#### [OBJECTIVES]
• A. In the article on Roadmap 2.0, which four supply chain forces does the 2.0 report focus on?
• B. Render this sentence from the article on Roadmap 2.0 in Spanish: "The goal of both reports is to grow jobs, increase America’s global competitiveness and advance our standard of living."
• C. Write out the passage of the article on Roadmap 2.0 from "As an update" up to and including "standard of living.", word for word.

Just a scant three years after the debut of the original U.S. Roadmap for Material Handling & Logistics, Version 2.0 of the report and action plan will be released at ProMat 2017.

As an update of the preceding document, U.S. Roadmap for Material Handling & Logistics 2.0 (Roadmap 2.0) is intended to help the supply chain industry determine how it needs to change between now and 2030. Gary Forger, who spearheaded the effort to develop the original document, shepherded the creation of Roadmap 2.0 in his role as a consultant for MHI. The goal of both reports is to grow jobs, increase America’s global competitiveness and advance our standard of living.

“The first Roadmap was called by some ‘the most important document to be published by the industry in more than 20 years,’” recalls Forger. “It established a baseline of key disruptors faced by supply chain practitioners today and in the approaching decade. While it was comprehensive for the time, the staggering rate of change in the field during the past three years prompted the creation of this second edition.”

Just as the original Roadmap was a high-level look, so is 2.0, notes Forger. “It’s not possible to examine everything that’s changing within the supply chain from a street-level perspective,” he says. “Instead, we’ve taken a new approach in organizing the 2.0 report, focusing on four key supply chain forces: technology, consumers, workforce and logistics infrastructure. We’ve tried to capture the changes within these four forces, their impact on supply chains, and the importance of these shifts looking forward to 2030.”

As before, Roadmap 2.0’s content is based on input from nearly 200 strategic thinkers, 70 percent of whom did not participate in the development of the first Roadmap. Their numbers included material handling and logistics practitioners, equipment and software suppliers, academia, associations and government. Participants attended at least one of five face-to-face roundtable events held August through November 2016, hosted in Atlanta, GA; Trenton, NJ; Ontario, CA; Tucson, AZ; and Chicago, IL.

#### [SOURCE EXCERPT]
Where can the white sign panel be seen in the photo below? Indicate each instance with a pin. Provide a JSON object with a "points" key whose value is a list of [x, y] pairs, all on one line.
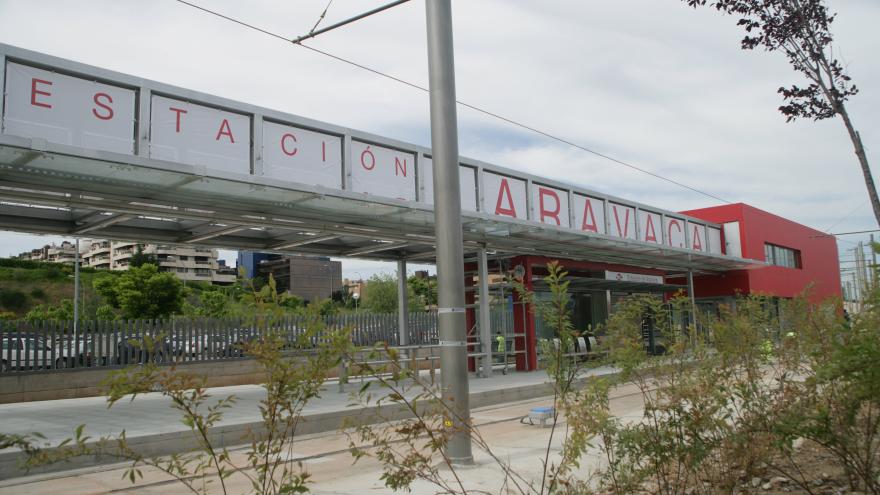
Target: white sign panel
{"points": [[650, 227], [467, 182], [383, 171], [622, 221], [633, 277], [714, 240], [589, 214], [68, 110], [550, 205], [189, 133], [300, 155], [504, 196], [674, 228], [698, 237]]}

#### [SOLUTIONS PER TASK]
• A. Technology, consumers, workforce and logistics infrastructure.

• B. El objetivo de ambos informes es generar empleo, aumentar la competitividad global de Estados Unidos y mejorar nuestro nivel de vida.

• C.
As an update of the preceding document, U.S. Roadmap for Material Handling & Logistics 2.0 (Roadmap 2.0) is intended to help the supply chain industry determine how it needs to change between now and 2030. Gary Forger, who spearheaded the effort to develop the original document, shepherded the creation of Roadmap 2.0 in his role as a consultant for MHI. The goal of both reports is to grow jobs, increase America’s global competitiveness and advance our standard of living.